* _Task directions_
Set down every entry exactly as it was written.

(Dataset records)
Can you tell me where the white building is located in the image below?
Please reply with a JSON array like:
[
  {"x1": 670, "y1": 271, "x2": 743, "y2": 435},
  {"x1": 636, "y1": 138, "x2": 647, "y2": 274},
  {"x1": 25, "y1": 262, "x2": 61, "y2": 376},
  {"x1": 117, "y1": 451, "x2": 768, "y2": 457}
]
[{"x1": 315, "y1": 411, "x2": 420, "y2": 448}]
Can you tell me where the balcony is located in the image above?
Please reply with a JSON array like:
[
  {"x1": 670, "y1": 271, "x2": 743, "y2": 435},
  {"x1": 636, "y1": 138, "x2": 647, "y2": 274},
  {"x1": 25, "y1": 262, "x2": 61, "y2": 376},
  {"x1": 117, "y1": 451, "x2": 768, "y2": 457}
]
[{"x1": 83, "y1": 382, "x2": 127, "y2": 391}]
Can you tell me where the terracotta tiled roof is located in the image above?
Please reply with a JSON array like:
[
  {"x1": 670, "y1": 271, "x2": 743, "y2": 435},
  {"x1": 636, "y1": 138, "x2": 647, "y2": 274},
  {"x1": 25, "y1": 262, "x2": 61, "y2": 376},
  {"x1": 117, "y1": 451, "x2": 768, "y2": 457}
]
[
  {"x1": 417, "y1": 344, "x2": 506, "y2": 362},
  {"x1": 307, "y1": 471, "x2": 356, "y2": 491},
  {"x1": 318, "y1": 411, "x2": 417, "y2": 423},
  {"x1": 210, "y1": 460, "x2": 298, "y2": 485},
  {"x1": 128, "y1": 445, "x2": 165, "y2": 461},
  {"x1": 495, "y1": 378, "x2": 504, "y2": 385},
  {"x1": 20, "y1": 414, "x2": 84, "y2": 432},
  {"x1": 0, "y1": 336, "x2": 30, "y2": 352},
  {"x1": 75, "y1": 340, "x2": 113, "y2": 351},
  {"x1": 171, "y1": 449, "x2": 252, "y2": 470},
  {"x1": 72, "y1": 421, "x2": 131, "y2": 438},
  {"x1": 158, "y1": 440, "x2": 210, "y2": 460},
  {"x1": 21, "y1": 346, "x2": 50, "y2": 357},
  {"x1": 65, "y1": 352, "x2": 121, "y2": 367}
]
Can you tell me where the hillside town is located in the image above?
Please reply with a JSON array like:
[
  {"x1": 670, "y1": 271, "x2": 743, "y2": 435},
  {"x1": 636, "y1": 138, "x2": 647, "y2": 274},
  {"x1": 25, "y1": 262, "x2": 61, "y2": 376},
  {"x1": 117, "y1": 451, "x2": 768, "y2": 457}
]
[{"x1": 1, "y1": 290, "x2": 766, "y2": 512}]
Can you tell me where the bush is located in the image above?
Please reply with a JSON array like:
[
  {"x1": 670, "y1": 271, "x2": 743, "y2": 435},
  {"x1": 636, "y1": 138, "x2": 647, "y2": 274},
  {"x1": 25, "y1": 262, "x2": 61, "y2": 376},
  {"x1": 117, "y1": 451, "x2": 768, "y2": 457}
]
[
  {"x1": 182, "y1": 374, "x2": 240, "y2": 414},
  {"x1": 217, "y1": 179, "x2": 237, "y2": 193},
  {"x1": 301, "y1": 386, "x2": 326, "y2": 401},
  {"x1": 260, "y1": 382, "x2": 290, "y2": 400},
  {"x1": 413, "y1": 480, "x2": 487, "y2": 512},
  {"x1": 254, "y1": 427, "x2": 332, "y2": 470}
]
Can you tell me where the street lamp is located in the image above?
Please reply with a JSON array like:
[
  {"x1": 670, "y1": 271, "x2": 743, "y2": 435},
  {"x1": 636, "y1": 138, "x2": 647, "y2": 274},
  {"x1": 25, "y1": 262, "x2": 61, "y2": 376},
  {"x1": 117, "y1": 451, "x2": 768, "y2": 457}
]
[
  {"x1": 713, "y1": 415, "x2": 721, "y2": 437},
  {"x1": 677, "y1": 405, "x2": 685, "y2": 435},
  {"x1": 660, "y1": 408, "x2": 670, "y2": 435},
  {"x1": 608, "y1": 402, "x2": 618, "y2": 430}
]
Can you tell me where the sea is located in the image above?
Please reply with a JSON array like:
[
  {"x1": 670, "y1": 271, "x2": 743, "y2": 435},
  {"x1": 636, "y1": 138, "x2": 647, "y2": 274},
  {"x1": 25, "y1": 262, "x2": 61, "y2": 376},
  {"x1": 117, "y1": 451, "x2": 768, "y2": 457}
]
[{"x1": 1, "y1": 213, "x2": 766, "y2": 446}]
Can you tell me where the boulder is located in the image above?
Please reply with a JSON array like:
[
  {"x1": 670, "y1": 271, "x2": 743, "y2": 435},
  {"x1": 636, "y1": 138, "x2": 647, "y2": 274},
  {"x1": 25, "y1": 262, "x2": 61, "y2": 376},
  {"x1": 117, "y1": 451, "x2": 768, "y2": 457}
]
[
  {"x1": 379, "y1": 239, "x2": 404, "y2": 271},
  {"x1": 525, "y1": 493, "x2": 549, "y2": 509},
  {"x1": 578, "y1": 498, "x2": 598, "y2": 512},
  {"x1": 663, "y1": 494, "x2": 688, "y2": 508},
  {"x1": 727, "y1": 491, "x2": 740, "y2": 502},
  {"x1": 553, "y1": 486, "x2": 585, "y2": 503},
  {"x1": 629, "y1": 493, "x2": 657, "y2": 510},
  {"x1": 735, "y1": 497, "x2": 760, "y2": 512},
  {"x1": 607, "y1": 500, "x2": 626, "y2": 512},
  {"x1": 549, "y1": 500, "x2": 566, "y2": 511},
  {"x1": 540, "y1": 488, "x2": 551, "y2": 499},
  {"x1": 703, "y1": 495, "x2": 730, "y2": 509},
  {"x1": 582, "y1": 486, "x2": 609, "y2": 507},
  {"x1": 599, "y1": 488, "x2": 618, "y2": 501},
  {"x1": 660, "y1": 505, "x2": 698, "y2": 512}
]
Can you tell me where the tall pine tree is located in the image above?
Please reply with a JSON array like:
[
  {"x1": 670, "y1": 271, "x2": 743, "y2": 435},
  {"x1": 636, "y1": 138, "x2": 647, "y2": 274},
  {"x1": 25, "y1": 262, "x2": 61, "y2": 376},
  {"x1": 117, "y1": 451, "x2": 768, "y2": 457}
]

* _Answer for this exercise_
Can you tell me where the white building is located in the image below?
Please reply with a JSON array like:
[
  {"x1": 670, "y1": 271, "x2": 743, "y2": 435},
  {"x1": 636, "y1": 138, "x2": 647, "y2": 274},
  {"x1": 25, "y1": 262, "x2": 61, "y2": 376},
  {"x1": 117, "y1": 451, "x2": 768, "y2": 457}
]
[{"x1": 315, "y1": 411, "x2": 420, "y2": 448}]
Can you tell me where the balcony is located in the image above?
Please reply with a JSON array like:
[
  {"x1": 670, "y1": 271, "x2": 743, "y2": 435},
  {"x1": 636, "y1": 138, "x2": 647, "y2": 274},
  {"x1": 25, "y1": 262, "x2": 61, "y2": 376},
  {"x1": 117, "y1": 451, "x2": 768, "y2": 457}
]
[{"x1": 83, "y1": 382, "x2": 127, "y2": 391}]
Can you tell me where the terracotta tiled roof is located in the image above?
Please reply with a JSON array like:
[
  {"x1": 670, "y1": 271, "x2": 743, "y2": 435},
  {"x1": 636, "y1": 138, "x2": 647, "y2": 274},
  {"x1": 25, "y1": 262, "x2": 61, "y2": 376},
  {"x1": 117, "y1": 451, "x2": 768, "y2": 457}
]
[
  {"x1": 417, "y1": 344, "x2": 506, "y2": 362},
  {"x1": 307, "y1": 471, "x2": 356, "y2": 491},
  {"x1": 318, "y1": 411, "x2": 417, "y2": 423},
  {"x1": 210, "y1": 460, "x2": 298, "y2": 485},
  {"x1": 128, "y1": 445, "x2": 165, "y2": 461},
  {"x1": 495, "y1": 378, "x2": 504, "y2": 385},
  {"x1": 20, "y1": 414, "x2": 84, "y2": 432},
  {"x1": 0, "y1": 336, "x2": 30, "y2": 352},
  {"x1": 75, "y1": 340, "x2": 113, "y2": 351},
  {"x1": 171, "y1": 449, "x2": 252, "y2": 470},
  {"x1": 72, "y1": 421, "x2": 131, "y2": 438},
  {"x1": 158, "y1": 440, "x2": 210, "y2": 460},
  {"x1": 21, "y1": 346, "x2": 50, "y2": 357},
  {"x1": 65, "y1": 352, "x2": 121, "y2": 367}
]
Can you tell me where the hillside town is located in the image above?
Please reply with a JSON array like:
[
  {"x1": 670, "y1": 271, "x2": 743, "y2": 435},
  {"x1": 636, "y1": 138, "x2": 647, "y2": 274},
  {"x1": 25, "y1": 262, "x2": 61, "y2": 376},
  {"x1": 117, "y1": 451, "x2": 768, "y2": 457}
]
[{"x1": 1, "y1": 290, "x2": 766, "y2": 512}]
Can you tell me where the bush is located in the image above?
Please reply with a JSON array like:
[
  {"x1": 670, "y1": 271, "x2": 743, "y2": 435},
  {"x1": 636, "y1": 138, "x2": 647, "y2": 274},
  {"x1": 25, "y1": 262, "x2": 61, "y2": 376},
  {"x1": 117, "y1": 451, "x2": 768, "y2": 457}
]
[
  {"x1": 182, "y1": 374, "x2": 240, "y2": 414},
  {"x1": 217, "y1": 179, "x2": 237, "y2": 193},
  {"x1": 301, "y1": 386, "x2": 326, "y2": 401},
  {"x1": 260, "y1": 382, "x2": 290, "y2": 400},
  {"x1": 413, "y1": 480, "x2": 487, "y2": 512},
  {"x1": 254, "y1": 427, "x2": 332, "y2": 470}
]
Can you tell me where the street lamp is located in the image above?
Please reply with a JSON array like:
[
  {"x1": 670, "y1": 271, "x2": 743, "y2": 435},
  {"x1": 636, "y1": 138, "x2": 647, "y2": 274},
  {"x1": 25, "y1": 262, "x2": 61, "y2": 376},
  {"x1": 117, "y1": 451, "x2": 768, "y2": 457}
]
[
  {"x1": 713, "y1": 415, "x2": 721, "y2": 437},
  {"x1": 677, "y1": 405, "x2": 685, "y2": 435},
  {"x1": 660, "y1": 408, "x2": 670, "y2": 435},
  {"x1": 608, "y1": 402, "x2": 618, "y2": 430}
]
Can you tell me where the sea is located in the image above?
Please reply with a JSON array like:
[
  {"x1": 670, "y1": 271, "x2": 743, "y2": 435},
  {"x1": 636, "y1": 138, "x2": 647, "y2": 274},
  {"x1": 25, "y1": 262, "x2": 61, "y2": 376},
  {"x1": 117, "y1": 451, "x2": 768, "y2": 457}
]
[{"x1": 1, "y1": 213, "x2": 766, "y2": 446}]
Can you tell me where the boulder is located in the image above?
Please reply with a JSON array like:
[
  {"x1": 670, "y1": 271, "x2": 743, "y2": 435},
  {"x1": 636, "y1": 138, "x2": 647, "y2": 274},
  {"x1": 25, "y1": 262, "x2": 61, "y2": 376},
  {"x1": 117, "y1": 451, "x2": 768, "y2": 457}
]
[
  {"x1": 379, "y1": 239, "x2": 404, "y2": 271},
  {"x1": 525, "y1": 493, "x2": 549, "y2": 509},
  {"x1": 578, "y1": 498, "x2": 598, "y2": 512},
  {"x1": 663, "y1": 494, "x2": 688, "y2": 508},
  {"x1": 727, "y1": 491, "x2": 740, "y2": 502},
  {"x1": 553, "y1": 486, "x2": 585, "y2": 503},
  {"x1": 629, "y1": 493, "x2": 657, "y2": 510},
  {"x1": 735, "y1": 497, "x2": 760, "y2": 512},
  {"x1": 607, "y1": 500, "x2": 626, "y2": 512},
  {"x1": 549, "y1": 500, "x2": 566, "y2": 511},
  {"x1": 540, "y1": 488, "x2": 551, "y2": 499},
  {"x1": 703, "y1": 495, "x2": 730, "y2": 509},
  {"x1": 582, "y1": 486, "x2": 609, "y2": 507},
  {"x1": 599, "y1": 488, "x2": 618, "y2": 501},
  {"x1": 660, "y1": 505, "x2": 698, "y2": 512}
]
Can you tell me where the tall pine tree is located in the image above?
Please reply with a JSON array like:
[
  {"x1": 670, "y1": 271, "x2": 743, "y2": 435},
  {"x1": 636, "y1": 138, "x2": 647, "y2": 274},
  {"x1": 25, "y1": 262, "x2": 61, "y2": 376},
  {"x1": 117, "y1": 451, "x2": 768, "y2": 457}
]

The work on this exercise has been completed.